==== DATA EXCERPTS ====
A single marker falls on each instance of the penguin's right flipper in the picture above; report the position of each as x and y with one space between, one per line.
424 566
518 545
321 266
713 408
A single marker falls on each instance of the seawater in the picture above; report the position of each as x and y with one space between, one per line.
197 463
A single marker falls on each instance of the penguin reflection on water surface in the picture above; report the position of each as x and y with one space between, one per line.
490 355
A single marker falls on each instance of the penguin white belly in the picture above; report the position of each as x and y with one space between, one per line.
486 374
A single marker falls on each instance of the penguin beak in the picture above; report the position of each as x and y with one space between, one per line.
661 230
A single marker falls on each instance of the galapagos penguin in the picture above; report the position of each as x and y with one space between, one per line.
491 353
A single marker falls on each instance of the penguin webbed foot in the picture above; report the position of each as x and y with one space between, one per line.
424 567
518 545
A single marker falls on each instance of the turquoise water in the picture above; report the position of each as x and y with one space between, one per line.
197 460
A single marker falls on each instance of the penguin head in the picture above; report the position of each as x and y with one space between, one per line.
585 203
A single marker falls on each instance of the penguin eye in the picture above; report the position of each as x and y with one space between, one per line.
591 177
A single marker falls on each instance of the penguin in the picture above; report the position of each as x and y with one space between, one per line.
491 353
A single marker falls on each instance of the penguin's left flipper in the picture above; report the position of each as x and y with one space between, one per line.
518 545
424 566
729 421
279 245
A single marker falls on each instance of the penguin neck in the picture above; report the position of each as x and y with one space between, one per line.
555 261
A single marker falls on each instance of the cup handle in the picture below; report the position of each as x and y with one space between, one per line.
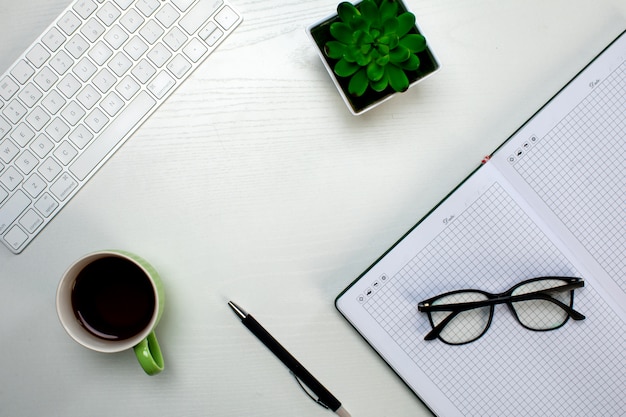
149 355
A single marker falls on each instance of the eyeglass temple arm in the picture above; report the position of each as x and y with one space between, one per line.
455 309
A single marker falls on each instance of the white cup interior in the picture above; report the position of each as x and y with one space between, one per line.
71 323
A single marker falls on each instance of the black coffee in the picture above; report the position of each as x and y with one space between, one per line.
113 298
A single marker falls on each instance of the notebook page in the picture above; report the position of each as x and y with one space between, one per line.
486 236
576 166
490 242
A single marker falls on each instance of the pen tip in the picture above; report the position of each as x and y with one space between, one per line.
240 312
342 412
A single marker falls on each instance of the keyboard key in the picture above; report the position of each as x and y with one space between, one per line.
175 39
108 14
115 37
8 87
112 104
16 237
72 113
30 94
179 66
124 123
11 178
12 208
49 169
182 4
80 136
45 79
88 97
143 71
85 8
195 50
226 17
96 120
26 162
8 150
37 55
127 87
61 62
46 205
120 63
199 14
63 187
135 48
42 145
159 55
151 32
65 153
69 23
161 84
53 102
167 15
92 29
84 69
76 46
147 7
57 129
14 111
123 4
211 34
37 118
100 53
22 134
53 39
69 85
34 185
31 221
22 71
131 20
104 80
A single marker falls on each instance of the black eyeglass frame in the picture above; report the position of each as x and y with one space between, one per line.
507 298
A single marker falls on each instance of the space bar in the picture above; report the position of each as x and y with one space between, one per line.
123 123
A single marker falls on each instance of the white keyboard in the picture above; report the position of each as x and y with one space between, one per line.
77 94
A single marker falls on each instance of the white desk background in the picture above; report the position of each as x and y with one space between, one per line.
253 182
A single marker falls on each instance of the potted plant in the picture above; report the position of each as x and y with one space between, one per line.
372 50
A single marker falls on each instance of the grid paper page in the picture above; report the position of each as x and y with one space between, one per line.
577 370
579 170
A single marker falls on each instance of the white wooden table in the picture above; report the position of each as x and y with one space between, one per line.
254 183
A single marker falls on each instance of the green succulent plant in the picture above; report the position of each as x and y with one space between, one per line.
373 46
====
= PROBLEM STATEMENT =
Write out once more the lines above beginning at the line with "A single marker falls on each instance of the space"; continue through the final line and stop there.

= SOLUTION BELOW =
A single marker falls on each instance of the space bar in the picture above; report the position of each as x and y with one space between, one per line.
123 123
A single marker falls on each instance of the white keyboard in the picture above; report the position of each as x and y with one space between, one per line.
77 94
A single marker falls on each instance of the white desk background in the picture above; report the position of each as x and y with one space between, one per line.
253 182
A single marker falls on each instance of the potted plant in the picture above; report the position of each as x and y with one space between, one per line.
372 50
A single marker falls on each instance of the grid paper page in the picture above; report the position of each as x and y with one space between, one per line.
577 370
579 170
A single marker falls on each instance of the white wooden table in the picture above; report the position of each as x and y with one space between, one per line.
254 183
A single marker falls on each instance of the green succulent plant in the picture above; report the position of each as x and y with one space between, one per line.
373 46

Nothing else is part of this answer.